MATERIAL SUPPLIED:
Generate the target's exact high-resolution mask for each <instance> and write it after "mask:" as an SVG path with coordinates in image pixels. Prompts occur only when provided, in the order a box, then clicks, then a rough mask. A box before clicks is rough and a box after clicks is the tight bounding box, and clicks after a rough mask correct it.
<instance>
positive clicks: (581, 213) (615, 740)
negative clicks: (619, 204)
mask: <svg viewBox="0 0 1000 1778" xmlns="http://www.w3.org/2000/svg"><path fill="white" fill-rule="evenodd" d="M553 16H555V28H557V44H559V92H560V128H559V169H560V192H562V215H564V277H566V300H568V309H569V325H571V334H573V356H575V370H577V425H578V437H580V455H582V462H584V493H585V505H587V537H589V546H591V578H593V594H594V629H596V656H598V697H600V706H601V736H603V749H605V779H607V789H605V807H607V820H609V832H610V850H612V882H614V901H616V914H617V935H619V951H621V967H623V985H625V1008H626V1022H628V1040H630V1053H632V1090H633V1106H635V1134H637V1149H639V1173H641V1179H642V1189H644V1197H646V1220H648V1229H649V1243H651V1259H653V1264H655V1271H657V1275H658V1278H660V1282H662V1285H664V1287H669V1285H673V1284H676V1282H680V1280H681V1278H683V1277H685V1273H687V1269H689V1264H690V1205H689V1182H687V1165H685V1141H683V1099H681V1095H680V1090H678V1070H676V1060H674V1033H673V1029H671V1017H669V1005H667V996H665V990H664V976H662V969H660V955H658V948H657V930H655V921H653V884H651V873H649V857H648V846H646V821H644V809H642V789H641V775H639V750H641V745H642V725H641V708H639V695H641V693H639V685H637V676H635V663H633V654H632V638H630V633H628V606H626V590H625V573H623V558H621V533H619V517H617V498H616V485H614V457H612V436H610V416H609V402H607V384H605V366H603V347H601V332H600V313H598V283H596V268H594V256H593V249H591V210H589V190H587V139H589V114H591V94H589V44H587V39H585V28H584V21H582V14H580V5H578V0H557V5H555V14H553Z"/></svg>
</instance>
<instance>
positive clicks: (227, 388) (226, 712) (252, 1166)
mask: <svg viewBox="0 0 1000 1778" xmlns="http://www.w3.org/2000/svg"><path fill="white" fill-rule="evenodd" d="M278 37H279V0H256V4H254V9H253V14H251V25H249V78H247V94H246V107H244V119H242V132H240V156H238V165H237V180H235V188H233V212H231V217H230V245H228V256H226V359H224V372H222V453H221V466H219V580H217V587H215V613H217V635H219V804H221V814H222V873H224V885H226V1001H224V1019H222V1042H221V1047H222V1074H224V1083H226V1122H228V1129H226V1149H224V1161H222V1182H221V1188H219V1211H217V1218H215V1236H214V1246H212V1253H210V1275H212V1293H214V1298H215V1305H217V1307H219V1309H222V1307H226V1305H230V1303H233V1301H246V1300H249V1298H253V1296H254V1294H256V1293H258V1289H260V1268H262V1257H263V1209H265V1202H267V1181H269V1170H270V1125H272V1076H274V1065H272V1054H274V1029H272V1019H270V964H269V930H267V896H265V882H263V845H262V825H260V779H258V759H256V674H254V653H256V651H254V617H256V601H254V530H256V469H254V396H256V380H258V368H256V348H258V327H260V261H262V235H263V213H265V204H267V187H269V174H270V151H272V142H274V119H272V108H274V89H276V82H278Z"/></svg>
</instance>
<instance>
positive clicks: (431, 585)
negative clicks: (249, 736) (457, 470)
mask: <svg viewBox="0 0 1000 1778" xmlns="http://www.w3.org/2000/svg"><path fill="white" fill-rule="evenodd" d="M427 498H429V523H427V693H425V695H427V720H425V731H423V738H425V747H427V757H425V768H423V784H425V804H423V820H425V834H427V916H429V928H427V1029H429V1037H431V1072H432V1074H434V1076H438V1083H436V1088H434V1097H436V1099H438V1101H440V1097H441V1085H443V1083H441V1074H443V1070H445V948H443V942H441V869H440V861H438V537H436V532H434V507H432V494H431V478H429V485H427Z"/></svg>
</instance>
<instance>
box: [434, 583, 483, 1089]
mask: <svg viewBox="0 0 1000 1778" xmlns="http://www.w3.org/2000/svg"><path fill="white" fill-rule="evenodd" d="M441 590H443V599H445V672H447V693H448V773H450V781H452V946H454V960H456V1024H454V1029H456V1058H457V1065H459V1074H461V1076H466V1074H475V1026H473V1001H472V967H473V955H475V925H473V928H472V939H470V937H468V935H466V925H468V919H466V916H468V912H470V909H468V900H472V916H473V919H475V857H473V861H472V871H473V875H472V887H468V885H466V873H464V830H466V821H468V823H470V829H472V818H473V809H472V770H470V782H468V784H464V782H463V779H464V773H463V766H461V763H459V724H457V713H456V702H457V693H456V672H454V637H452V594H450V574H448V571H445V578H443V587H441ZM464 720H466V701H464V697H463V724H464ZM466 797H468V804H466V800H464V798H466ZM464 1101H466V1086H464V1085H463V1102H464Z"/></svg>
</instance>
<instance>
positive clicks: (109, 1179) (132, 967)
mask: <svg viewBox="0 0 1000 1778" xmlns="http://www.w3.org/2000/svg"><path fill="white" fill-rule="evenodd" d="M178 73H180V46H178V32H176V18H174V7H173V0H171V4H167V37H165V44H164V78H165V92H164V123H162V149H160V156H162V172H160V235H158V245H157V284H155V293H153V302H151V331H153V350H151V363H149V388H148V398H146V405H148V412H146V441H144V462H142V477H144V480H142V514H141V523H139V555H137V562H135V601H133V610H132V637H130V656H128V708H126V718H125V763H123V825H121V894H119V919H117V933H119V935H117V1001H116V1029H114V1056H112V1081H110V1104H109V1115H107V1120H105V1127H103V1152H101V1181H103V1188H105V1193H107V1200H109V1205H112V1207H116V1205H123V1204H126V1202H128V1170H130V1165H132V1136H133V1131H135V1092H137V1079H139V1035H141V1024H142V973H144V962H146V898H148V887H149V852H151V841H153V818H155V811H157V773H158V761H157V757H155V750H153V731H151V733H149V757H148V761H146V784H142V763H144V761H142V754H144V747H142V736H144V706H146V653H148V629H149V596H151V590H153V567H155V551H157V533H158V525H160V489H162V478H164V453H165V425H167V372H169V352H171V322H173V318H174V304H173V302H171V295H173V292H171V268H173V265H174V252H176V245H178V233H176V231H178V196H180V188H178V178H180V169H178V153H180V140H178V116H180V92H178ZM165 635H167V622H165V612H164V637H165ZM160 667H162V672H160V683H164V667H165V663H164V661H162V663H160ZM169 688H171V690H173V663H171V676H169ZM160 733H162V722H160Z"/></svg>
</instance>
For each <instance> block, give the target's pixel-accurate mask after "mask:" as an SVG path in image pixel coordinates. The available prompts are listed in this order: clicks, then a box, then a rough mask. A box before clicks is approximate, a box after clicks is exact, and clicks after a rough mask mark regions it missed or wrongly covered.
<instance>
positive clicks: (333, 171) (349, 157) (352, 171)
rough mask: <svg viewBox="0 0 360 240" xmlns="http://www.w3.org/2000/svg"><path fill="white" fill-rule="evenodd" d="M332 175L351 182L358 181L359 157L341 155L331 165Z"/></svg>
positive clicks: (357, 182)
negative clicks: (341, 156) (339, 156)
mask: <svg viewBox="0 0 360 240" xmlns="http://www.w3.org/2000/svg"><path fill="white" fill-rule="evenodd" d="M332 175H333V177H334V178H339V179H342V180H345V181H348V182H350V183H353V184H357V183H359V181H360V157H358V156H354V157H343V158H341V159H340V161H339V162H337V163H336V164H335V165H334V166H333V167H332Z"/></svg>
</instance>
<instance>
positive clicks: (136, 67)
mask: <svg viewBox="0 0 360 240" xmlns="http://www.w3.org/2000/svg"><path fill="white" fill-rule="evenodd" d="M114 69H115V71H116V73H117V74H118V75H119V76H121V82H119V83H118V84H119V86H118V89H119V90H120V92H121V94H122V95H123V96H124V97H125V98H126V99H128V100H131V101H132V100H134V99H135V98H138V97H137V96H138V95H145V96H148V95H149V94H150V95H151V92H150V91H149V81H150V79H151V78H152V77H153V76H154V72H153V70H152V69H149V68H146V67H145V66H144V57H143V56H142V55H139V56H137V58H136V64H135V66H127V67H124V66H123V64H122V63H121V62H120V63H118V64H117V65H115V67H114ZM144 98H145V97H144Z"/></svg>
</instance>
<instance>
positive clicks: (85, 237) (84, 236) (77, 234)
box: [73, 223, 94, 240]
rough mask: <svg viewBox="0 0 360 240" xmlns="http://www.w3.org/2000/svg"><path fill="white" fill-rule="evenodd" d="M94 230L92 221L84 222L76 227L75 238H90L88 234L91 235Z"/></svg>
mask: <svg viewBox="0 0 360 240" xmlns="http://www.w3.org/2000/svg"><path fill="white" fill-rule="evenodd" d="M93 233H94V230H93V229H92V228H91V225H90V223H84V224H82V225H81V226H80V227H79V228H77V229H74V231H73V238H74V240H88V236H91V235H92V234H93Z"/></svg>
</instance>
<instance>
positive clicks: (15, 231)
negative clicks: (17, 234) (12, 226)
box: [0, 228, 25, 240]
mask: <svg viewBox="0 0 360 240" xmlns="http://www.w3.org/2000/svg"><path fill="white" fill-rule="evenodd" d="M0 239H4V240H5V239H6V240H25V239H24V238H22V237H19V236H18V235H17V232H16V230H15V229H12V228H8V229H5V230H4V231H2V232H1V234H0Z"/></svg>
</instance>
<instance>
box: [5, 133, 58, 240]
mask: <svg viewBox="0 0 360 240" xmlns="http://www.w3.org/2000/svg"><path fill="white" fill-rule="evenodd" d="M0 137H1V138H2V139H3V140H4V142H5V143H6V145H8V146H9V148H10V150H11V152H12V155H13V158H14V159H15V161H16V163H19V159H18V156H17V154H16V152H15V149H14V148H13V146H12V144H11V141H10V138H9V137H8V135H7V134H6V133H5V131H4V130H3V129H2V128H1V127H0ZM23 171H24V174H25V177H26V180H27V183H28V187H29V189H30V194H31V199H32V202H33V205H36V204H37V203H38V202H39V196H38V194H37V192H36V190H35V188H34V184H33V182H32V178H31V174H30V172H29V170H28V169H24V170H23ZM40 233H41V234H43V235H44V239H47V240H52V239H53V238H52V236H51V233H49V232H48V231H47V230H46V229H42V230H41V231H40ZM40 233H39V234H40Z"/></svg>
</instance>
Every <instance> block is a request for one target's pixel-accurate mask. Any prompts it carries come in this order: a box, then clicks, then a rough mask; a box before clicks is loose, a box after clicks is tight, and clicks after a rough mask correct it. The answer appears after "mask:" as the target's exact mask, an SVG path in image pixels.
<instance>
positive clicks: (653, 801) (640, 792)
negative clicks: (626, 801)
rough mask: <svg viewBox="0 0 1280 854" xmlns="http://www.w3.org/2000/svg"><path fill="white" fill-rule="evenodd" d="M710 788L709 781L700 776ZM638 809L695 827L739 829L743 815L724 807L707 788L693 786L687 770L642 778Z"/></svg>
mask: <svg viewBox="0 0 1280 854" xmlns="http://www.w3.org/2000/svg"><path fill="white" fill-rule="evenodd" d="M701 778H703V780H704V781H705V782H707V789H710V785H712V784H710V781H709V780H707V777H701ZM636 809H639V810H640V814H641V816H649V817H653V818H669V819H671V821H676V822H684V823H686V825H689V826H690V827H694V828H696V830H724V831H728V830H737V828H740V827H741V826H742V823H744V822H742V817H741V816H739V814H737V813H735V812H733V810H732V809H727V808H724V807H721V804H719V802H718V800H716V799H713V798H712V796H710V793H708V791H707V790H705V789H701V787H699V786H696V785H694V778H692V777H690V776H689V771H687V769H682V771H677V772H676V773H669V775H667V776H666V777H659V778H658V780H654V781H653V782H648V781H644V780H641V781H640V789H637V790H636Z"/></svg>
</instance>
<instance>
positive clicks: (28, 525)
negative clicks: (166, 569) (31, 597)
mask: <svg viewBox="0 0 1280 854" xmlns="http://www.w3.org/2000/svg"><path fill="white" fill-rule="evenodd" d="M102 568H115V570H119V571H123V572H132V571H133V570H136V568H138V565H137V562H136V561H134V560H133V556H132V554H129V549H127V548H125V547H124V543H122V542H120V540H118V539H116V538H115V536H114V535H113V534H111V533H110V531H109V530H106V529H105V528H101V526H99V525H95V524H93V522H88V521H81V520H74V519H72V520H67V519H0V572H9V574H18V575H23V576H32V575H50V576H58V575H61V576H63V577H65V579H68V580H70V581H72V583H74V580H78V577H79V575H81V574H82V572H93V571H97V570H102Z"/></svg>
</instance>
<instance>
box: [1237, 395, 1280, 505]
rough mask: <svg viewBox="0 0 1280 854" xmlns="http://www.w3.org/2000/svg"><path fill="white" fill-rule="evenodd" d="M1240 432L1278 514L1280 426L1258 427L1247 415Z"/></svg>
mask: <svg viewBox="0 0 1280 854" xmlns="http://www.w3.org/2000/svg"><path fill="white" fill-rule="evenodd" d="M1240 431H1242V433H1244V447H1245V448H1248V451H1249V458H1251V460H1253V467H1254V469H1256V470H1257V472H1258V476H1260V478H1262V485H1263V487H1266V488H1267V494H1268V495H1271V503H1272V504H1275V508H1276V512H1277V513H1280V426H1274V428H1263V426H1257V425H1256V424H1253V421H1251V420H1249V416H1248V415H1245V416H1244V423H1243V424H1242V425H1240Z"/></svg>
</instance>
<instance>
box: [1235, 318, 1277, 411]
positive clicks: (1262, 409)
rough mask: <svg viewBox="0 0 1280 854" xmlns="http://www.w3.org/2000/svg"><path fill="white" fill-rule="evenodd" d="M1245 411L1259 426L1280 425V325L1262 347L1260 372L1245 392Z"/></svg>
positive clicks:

THE PROBLEM:
Please retype the material from its first line through the line holding "negative clicks: (619, 204)", inclusive, with every character kept as it appears.

EXERCISE ANSWER:
Generate the target's exact high-resolution mask for each <instance> and write it after "mask:" as an SVG path with coordinates in image pixels. Prompts occur only when provided, in the order a box, then clicks, then a rough mask. A box before clicks is rough and a box after clicks is the tight bounding box, and clicks after a rough mask correct it.
<instance>
positive clicks: (581, 213) (615, 740)
negative clicks: (619, 204)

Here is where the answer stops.